Work request: In the listing, some lines may hold the string "light"; report how many do, as a bare number.

Data shown:
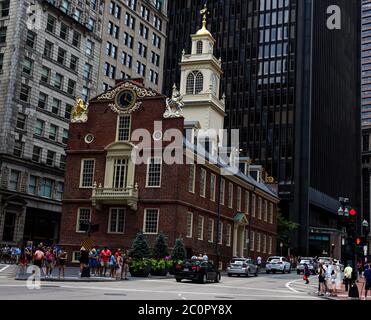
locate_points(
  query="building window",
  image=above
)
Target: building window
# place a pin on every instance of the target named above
(50, 158)
(151, 218)
(230, 195)
(123, 132)
(239, 199)
(258, 242)
(87, 173)
(116, 220)
(36, 154)
(220, 234)
(200, 228)
(252, 241)
(203, 183)
(253, 200)
(18, 148)
(270, 245)
(83, 216)
(228, 235)
(53, 130)
(195, 83)
(189, 224)
(199, 47)
(32, 185)
(14, 180)
(154, 172)
(247, 202)
(210, 230)
(46, 188)
(25, 93)
(43, 100)
(222, 191)
(192, 178)
(21, 121)
(212, 186)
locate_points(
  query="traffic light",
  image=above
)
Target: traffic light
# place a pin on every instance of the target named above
(361, 241)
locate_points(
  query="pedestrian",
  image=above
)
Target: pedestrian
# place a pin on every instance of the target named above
(367, 275)
(125, 265)
(22, 262)
(347, 277)
(50, 259)
(93, 262)
(105, 258)
(321, 280)
(306, 273)
(112, 266)
(61, 260)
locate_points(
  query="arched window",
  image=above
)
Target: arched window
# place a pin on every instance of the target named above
(195, 83)
(199, 47)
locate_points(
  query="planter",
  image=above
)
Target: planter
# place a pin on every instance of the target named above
(140, 273)
(160, 272)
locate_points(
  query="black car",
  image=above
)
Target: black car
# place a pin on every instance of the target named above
(197, 271)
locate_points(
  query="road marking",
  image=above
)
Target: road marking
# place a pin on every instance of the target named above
(6, 267)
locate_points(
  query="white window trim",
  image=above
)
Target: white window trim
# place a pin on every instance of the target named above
(229, 228)
(190, 214)
(147, 173)
(212, 195)
(221, 233)
(82, 170)
(78, 219)
(203, 191)
(239, 196)
(212, 230)
(145, 218)
(202, 229)
(194, 179)
(118, 126)
(230, 195)
(109, 221)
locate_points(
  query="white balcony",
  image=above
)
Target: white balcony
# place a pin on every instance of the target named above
(115, 196)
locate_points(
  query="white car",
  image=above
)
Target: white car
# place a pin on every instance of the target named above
(277, 264)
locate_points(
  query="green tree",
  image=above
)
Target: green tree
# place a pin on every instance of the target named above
(284, 228)
(179, 252)
(160, 250)
(139, 249)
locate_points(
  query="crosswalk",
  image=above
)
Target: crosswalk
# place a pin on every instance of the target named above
(8, 271)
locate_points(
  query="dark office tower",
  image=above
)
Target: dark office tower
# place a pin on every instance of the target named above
(292, 88)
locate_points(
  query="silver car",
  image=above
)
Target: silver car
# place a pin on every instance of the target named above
(242, 266)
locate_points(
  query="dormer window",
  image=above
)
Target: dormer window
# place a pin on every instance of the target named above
(199, 47)
(195, 82)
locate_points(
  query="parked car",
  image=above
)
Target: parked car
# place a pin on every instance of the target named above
(197, 271)
(312, 264)
(275, 264)
(242, 266)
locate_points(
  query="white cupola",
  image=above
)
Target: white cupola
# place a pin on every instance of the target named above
(200, 81)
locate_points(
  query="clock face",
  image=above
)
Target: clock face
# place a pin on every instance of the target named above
(126, 99)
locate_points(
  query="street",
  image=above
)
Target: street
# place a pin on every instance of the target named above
(264, 287)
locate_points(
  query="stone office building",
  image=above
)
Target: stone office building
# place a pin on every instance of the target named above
(106, 186)
(49, 54)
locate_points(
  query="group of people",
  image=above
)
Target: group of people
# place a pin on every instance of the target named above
(97, 262)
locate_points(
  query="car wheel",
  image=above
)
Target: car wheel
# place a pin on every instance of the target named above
(218, 277)
(204, 278)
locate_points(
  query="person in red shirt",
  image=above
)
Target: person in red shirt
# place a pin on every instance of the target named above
(105, 256)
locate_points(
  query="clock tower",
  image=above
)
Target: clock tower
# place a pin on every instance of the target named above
(200, 85)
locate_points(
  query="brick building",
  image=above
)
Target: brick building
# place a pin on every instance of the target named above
(106, 185)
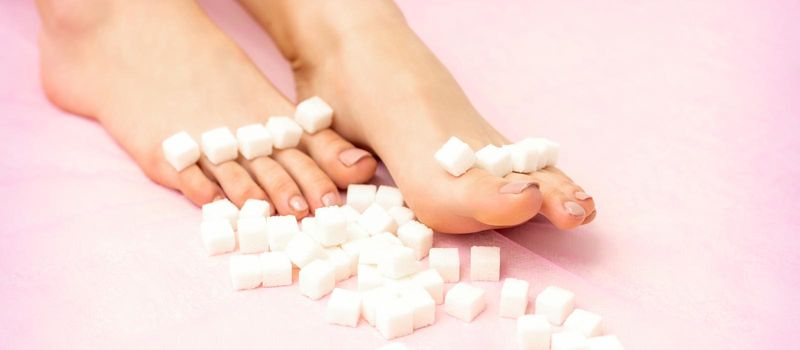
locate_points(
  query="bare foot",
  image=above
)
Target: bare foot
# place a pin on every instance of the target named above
(393, 95)
(146, 70)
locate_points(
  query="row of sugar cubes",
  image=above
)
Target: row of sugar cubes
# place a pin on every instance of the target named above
(255, 140)
(525, 156)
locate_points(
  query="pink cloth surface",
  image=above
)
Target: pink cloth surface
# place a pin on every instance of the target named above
(680, 117)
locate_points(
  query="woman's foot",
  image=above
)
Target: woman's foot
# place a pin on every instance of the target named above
(392, 94)
(146, 70)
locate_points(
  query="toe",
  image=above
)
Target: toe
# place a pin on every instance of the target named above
(344, 163)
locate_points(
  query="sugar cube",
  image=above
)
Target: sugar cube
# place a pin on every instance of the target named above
(180, 150)
(513, 298)
(219, 145)
(285, 132)
(588, 323)
(313, 114)
(360, 197)
(447, 262)
(218, 236)
(464, 302)
(484, 264)
(276, 269)
(254, 141)
(555, 303)
(245, 271)
(344, 307)
(281, 230)
(493, 159)
(455, 156)
(316, 279)
(533, 332)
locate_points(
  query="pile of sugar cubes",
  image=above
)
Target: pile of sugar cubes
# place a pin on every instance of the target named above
(376, 238)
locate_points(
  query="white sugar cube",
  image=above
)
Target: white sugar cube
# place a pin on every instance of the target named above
(375, 220)
(514, 298)
(360, 197)
(484, 264)
(180, 150)
(313, 114)
(221, 209)
(285, 132)
(316, 279)
(255, 208)
(254, 141)
(344, 308)
(606, 342)
(219, 145)
(281, 230)
(447, 262)
(568, 340)
(245, 271)
(302, 250)
(416, 236)
(432, 282)
(588, 323)
(555, 303)
(493, 159)
(464, 302)
(394, 319)
(276, 269)
(533, 332)
(455, 156)
(218, 236)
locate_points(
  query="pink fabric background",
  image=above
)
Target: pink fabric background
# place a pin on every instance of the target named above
(680, 117)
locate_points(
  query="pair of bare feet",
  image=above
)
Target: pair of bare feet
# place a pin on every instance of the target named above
(146, 69)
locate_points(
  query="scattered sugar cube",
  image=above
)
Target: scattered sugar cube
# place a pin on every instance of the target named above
(455, 156)
(447, 262)
(285, 132)
(313, 114)
(221, 209)
(375, 220)
(606, 342)
(180, 150)
(281, 230)
(245, 271)
(588, 323)
(514, 298)
(416, 236)
(484, 264)
(276, 269)
(316, 279)
(568, 340)
(464, 302)
(360, 197)
(394, 318)
(432, 282)
(255, 208)
(219, 145)
(493, 159)
(344, 308)
(254, 141)
(555, 303)
(533, 332)
(218, 236)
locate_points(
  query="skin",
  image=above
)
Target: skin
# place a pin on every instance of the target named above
(165, 67)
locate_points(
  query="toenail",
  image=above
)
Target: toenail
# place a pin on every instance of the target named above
(298, 203)
(580, 195)
(517, 187)
(351, 156)
(574, 209)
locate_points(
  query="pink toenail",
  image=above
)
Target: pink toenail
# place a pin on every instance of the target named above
(574, 209)
(351, 156)
(517, 187)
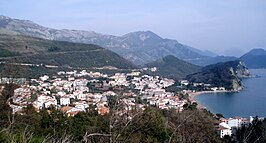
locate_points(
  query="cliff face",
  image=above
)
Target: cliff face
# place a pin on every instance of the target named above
(228, 75)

Answer to this problem: 2